**Aim:** In the RV travel excerpt, what was the microwave showing when the two returned after the South Dakota storm?

**Excerpted text:**

** START **

After finishing all 50 states, people often ask Heath and I if we ever thought about quitting. “Was there ever a moment where you wanted to give up and just go home,” they ask.

Yes. There was one day when we just couldn’t do it anymore. This is that story.

Have you ever visited the Midwest? I can save you the trouble by telling you there’s like ten states of nothing except for corn fields. And in August, it’s 100 degrees with stifling humidity everywhere you go, unless a storm of tornadoes passes through. That drops the temperature down a bit all whilst endangering your life. A simpler way to describe the midwest would be terrible. The midwest is terrible.

Early in August of 2014, back in South Dakota, a huge lightning storm descended on our RV. Heath and I took shelter at the RV park, sprinting through the rain toward the bathhouse. Lightning lit the entire sky as if it were day. Thunder roared, rain pounded the ground creating rivers through the park. I thought Texas thunderstorms were intense, but they have nothing on this South Dakota storm.

When the storm calmed after half an hour or so and we could return to our RV, we found the microwave blinking 00:00, the international sign for something trippy happened with the electricity. Our refrigerator didn’t work, our coffeepot was off, some of the lights wouldn’t turn on. We started freaking out a little, flipping switches on electrical boxes trying to figure out the problem. Plus, it was 10:00 pm and if we couldn’t figure out how to get the coffee pot working, we would never survive the next morning.

** END **

[Labels for object points]
** START **

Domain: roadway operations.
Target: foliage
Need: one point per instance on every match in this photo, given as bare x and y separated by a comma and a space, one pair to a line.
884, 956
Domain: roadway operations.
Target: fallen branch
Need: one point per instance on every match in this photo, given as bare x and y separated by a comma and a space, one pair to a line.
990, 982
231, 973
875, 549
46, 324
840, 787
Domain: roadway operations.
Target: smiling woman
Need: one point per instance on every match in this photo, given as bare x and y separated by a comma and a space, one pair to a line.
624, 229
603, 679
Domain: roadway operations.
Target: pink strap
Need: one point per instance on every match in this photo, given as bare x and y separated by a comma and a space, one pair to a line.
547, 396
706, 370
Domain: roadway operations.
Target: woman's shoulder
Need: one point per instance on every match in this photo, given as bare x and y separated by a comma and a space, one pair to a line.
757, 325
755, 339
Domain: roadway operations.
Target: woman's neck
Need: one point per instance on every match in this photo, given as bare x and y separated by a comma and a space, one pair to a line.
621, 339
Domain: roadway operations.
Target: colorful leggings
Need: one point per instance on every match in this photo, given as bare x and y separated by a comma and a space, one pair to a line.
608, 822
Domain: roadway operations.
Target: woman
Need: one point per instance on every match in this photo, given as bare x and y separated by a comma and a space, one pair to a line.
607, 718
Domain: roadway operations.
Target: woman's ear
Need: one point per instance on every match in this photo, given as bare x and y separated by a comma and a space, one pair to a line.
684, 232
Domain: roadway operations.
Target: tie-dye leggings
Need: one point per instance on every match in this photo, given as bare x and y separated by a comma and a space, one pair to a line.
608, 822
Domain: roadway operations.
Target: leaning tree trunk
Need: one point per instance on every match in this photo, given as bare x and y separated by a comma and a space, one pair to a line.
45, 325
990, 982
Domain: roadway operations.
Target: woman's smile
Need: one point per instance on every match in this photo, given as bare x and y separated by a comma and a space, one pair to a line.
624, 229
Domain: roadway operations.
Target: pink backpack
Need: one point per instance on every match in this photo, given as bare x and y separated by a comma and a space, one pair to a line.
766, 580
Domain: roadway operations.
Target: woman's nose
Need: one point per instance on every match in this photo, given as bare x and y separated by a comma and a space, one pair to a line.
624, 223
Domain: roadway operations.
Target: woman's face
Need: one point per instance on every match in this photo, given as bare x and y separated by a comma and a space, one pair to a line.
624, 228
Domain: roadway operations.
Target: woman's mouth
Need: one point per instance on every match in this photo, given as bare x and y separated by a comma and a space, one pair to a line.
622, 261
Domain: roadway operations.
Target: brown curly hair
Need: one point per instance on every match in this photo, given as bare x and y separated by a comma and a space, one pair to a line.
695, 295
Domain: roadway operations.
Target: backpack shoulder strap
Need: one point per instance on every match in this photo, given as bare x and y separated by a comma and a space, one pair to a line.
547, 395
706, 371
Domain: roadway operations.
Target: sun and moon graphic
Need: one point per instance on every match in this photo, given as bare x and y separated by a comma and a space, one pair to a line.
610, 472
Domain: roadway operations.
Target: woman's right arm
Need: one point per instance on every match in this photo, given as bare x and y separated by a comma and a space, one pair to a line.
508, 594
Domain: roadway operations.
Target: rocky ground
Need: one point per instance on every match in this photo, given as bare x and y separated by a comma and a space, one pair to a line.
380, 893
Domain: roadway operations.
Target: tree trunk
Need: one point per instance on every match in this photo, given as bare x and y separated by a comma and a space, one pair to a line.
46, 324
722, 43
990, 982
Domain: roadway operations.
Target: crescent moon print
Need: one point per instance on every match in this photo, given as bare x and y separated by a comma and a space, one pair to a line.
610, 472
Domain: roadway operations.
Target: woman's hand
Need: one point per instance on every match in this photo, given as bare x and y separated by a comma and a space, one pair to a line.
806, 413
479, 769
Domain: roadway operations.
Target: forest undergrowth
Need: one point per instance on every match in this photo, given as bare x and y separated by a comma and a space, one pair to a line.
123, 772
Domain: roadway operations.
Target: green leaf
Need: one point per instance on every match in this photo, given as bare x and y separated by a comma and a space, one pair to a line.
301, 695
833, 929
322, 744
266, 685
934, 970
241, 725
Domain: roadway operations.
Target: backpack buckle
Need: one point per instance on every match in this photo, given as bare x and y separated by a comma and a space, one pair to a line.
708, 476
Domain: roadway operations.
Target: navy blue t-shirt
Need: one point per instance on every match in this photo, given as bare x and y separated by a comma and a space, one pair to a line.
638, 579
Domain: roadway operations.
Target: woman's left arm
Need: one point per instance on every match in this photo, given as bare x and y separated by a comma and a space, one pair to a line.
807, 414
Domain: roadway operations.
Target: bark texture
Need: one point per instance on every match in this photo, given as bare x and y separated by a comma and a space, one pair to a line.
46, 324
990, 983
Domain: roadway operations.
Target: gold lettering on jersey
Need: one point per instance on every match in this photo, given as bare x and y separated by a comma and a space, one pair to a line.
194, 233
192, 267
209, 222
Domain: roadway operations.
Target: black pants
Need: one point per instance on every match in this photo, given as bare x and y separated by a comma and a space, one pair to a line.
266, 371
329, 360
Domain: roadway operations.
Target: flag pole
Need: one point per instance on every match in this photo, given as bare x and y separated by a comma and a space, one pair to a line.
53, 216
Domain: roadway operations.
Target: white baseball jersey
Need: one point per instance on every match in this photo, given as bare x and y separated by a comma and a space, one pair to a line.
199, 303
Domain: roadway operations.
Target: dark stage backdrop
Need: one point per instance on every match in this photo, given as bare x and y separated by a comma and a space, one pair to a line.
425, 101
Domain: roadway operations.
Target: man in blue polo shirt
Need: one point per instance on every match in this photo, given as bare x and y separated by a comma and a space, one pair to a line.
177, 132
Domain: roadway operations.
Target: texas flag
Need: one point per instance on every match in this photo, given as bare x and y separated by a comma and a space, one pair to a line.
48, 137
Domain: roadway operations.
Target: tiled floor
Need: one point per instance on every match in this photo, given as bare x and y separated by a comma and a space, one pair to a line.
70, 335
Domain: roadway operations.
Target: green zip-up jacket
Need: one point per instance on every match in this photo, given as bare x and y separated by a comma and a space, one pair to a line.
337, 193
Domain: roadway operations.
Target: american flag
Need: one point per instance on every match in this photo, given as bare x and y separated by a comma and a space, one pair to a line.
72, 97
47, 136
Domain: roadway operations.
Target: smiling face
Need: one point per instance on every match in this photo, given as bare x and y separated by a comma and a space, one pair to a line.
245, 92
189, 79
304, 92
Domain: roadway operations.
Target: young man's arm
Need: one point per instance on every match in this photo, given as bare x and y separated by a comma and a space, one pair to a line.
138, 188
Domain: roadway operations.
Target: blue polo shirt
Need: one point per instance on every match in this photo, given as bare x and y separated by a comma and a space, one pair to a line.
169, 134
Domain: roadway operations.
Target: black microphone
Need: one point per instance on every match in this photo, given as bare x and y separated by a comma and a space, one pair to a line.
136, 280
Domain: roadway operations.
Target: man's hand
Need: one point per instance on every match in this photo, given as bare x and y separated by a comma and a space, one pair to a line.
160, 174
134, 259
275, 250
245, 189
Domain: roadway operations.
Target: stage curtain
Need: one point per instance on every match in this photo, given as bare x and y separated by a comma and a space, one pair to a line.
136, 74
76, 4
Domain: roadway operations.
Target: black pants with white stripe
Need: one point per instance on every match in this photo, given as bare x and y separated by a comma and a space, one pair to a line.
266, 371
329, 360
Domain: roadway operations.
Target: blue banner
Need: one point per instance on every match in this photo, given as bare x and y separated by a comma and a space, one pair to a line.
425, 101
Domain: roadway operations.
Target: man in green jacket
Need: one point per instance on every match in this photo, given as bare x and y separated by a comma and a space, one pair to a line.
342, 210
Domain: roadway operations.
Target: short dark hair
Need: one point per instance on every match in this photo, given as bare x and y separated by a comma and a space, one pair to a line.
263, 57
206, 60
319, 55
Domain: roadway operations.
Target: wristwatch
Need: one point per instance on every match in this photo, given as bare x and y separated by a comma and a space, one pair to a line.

** END **

**Output of the task:** It was blinking 00:00.